● INSTRUCCIÓN ESCRITA 1
Edita el fragmento sobre Revolutionary Road: reproduce el pasaje que comienza en "Revolutionary Road pone" y termina en "en nuestro entorno.", cambiando "novela" por "obra".
● INSTRUCCIÓN ESCRITA 2
Responde estas preguntas según el fragmento sobre Revolutionary Road.
(a) ¿A qué se rinde culto con el artefacto narrativo?
(b) ¿Con qué tres adjetivos se describe a Frank y April Wheeler?
(c) ¿Cuántos hijos tiene la pareja?

Revolutionary Road pone en perspectiva el desmoronamiento familiar. La historia va siendo recordada durante toda la novela, pasa de una psique a otra mediante la orquestación de una sutil voz omnisciente. El artefacto narrativo es un culto a mnemósine. No hay ideas geniales e innovadoras. Simple y sencillamente se puso en marcha el canto de la memoria y con ello se desarrolló una historia difícil de olvidar porque nos recuerda a otros como Frank y April en nuestro entorno.
Durante la época optimista de la segunda mitad del siglo XX, Frank y April Wheeler dan la impresión de ser una pareja modelo. Son brillantes, hermosos y talentosos. Viven bien. Tienen dos niños pequeños y una casa en los suburbios, una propiedad envidiable. Se casaron muy jóvenes y formaron rápidamente una familia. Quizás el trabajo de Frank es aburrido en una oficina. Dicta oficios, los corrige, va a las fiestas de cóctel, tiene un buen auto, gana dinero con facilidad. April nunca se imaginó como ama de casa, hacendosa y protectora. Quería otra vida. La seguridad en sí misma le hizo creer que la fama y fortuna estaban a la vuelta de la esquina. Pero esa certeza empezó a desmoronarse. Yates expone la forma en la que Frank y April hipotecan sus sueños. Muestra el autoengaño de una manera tan natural que abruma y espanta a cualquiera. Quizá la enseñanza más alta de este libro sea una minucia largamente repetida, pero nunca dicha con la intensidad de Yates: Hay hombres que fracasan en la mejor de sus circunstancias, cuando tienen todo para ganar.

● ENTRADAS EXTRAÍDAS
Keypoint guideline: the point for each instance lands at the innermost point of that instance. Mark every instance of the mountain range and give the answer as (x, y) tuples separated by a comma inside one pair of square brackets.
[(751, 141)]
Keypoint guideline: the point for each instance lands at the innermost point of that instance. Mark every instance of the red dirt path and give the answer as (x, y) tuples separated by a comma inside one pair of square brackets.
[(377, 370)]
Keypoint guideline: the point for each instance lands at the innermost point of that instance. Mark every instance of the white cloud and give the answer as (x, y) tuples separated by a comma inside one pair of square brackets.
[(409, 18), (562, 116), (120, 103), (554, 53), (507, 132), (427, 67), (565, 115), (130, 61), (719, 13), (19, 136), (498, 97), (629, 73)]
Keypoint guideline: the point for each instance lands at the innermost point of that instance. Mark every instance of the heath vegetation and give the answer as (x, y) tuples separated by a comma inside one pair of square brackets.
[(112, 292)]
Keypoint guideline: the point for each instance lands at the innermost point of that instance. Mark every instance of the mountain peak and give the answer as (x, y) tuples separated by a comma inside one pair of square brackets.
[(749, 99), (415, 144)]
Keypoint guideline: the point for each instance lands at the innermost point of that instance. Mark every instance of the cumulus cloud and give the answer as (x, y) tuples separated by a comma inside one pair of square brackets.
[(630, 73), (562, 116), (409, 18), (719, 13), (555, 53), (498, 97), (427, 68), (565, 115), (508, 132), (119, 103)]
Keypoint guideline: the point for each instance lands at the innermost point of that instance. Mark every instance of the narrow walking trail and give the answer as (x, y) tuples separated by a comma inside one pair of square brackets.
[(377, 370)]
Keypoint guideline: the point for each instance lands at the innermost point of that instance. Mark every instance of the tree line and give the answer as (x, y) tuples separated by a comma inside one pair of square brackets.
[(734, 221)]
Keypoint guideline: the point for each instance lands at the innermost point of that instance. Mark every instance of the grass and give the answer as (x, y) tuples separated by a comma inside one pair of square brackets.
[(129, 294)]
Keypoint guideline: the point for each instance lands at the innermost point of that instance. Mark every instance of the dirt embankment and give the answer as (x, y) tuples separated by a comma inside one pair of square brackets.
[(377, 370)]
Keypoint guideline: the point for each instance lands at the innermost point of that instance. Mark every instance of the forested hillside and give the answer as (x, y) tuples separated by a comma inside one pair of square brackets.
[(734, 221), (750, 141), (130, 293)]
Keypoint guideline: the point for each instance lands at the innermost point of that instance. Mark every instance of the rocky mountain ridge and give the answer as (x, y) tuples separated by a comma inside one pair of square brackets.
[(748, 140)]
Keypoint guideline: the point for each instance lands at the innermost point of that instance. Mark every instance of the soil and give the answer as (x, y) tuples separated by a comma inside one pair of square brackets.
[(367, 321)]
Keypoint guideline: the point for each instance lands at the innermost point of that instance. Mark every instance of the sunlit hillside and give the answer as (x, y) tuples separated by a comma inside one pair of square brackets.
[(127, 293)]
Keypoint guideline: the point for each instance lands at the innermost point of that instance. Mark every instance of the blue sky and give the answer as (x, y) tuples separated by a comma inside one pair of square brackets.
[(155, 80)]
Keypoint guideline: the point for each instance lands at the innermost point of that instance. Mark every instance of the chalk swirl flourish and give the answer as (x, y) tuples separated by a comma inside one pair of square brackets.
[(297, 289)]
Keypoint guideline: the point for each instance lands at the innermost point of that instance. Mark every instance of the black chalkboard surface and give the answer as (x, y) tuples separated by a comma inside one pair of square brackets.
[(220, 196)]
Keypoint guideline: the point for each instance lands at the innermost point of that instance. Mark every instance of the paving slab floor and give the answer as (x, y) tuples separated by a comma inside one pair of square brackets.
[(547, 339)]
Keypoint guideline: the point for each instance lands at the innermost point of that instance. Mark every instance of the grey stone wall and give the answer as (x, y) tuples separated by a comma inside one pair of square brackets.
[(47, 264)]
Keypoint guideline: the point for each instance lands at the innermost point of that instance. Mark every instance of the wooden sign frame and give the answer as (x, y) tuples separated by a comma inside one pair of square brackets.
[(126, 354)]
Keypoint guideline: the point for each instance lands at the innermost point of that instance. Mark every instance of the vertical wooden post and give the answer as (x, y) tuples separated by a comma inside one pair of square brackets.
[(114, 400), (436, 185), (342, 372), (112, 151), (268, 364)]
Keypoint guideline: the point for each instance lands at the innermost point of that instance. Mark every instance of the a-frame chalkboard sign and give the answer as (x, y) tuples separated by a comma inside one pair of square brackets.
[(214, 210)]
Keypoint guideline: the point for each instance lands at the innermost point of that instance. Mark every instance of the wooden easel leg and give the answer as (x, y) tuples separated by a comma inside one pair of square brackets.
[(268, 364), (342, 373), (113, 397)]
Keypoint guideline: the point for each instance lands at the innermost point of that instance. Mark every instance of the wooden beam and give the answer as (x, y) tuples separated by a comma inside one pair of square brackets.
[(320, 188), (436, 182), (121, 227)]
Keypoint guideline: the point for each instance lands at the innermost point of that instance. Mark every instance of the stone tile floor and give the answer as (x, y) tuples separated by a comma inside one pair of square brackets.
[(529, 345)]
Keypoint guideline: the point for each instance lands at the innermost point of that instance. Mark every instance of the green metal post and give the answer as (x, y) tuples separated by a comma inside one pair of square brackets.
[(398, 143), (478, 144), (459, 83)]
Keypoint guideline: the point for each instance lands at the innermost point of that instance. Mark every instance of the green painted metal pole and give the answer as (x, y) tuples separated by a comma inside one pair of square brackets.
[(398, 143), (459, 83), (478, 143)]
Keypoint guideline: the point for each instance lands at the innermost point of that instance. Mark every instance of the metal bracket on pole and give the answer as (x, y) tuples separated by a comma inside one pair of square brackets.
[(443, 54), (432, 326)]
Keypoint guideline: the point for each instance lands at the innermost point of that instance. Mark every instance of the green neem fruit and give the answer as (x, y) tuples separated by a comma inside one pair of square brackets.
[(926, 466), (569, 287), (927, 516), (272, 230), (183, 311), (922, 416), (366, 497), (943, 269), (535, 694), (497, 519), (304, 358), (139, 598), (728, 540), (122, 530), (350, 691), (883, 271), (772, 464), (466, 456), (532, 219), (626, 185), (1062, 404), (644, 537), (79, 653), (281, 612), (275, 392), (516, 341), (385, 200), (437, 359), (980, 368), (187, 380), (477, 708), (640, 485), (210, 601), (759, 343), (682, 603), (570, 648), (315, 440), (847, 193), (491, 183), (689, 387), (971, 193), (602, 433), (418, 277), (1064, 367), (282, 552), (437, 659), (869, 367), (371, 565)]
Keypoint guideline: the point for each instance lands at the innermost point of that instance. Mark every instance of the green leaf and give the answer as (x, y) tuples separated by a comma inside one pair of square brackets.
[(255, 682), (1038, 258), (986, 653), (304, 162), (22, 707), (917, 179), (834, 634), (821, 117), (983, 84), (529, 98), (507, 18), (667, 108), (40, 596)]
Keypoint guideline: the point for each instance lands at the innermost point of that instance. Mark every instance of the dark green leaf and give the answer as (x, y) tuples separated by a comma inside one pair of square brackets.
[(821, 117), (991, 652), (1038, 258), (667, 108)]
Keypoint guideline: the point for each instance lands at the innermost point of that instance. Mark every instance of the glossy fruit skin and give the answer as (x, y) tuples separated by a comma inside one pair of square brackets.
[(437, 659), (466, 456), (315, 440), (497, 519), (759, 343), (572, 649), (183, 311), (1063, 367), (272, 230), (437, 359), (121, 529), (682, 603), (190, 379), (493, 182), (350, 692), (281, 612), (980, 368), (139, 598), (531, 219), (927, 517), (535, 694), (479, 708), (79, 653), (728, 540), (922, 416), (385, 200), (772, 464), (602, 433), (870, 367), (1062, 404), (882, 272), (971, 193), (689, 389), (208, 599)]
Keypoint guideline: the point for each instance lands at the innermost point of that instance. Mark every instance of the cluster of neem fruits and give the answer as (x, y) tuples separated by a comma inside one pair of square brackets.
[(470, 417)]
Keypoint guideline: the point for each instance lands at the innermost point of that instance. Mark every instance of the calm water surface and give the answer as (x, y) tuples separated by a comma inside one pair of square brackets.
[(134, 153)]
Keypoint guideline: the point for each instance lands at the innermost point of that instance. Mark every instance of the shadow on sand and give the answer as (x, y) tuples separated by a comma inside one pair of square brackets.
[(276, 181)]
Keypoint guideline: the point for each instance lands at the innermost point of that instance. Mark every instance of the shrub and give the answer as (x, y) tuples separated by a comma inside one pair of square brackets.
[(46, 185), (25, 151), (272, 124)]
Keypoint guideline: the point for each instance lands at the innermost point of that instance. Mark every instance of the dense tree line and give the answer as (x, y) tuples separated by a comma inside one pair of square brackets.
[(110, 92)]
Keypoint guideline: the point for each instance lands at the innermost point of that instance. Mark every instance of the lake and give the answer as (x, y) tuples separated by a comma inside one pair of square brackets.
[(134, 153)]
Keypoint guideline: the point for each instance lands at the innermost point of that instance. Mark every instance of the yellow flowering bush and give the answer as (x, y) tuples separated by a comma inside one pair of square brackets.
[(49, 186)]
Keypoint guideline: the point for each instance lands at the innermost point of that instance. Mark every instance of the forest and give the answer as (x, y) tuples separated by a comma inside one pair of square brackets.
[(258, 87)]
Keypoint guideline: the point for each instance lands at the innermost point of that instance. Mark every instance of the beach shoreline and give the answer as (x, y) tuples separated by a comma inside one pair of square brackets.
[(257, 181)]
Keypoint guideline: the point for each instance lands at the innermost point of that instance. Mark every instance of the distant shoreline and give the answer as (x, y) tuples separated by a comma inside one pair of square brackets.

● RESPUESTA FINAL 1
Revolutionary Road pone en perspectiva el desmoronamiento familiar. La historia va siendo recordada durante toda la obra, pasa de una psique a otra mediante la orquestación de una sutil voz omnisciente. El artefacto narrativo es un culto a mnemósine. No hay ideas geniales e innovadoras. Simple y sencillamente se puso en marcha el canto de la memoria y con ello se desarrolló una historia difícil de olvidar porque nos recuerda a otros como Frank y April en nuestro entorno.

● RESPUESTA FINAL 2
(a) A mnemósine.
(b) Brillantes, hermosos y talentosos.
(c) Dos niños pequeños.